§ YOUR TASK:
How many lines in the records below contain the word "splash"? Reply with that number only.

Extracted data entries
*** Block opens ***

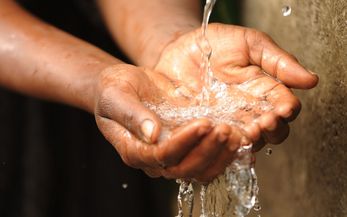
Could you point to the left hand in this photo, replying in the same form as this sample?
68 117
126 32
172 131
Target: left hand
239 55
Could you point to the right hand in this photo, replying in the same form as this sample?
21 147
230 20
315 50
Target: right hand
198 150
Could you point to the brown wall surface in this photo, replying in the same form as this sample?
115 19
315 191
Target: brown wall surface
307 176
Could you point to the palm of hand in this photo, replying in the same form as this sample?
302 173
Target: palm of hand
239 57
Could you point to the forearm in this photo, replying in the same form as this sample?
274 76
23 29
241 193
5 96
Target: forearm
144 28
40 60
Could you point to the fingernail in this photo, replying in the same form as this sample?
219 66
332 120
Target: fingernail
312 73
204 130
147 128
222 137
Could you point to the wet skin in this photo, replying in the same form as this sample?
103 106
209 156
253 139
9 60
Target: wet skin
39 60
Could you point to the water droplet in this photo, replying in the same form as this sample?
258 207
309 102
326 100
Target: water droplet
125 185
286 11
268 151
257 207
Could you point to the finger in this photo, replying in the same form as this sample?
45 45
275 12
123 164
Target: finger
125 143
172 150
265 53
153 173
274 129
202 155
123 105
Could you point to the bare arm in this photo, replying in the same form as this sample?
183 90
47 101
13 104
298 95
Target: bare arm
144 28
42 61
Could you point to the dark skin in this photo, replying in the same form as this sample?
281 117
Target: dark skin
40 60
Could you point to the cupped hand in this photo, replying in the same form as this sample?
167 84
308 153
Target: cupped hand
197 150
250 60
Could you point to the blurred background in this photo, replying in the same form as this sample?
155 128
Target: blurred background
54 162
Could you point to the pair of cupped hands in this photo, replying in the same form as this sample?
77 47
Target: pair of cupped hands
199 149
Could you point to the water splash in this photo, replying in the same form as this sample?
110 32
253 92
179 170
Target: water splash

*** Block closes ***

§ FINAL ANSWER:
2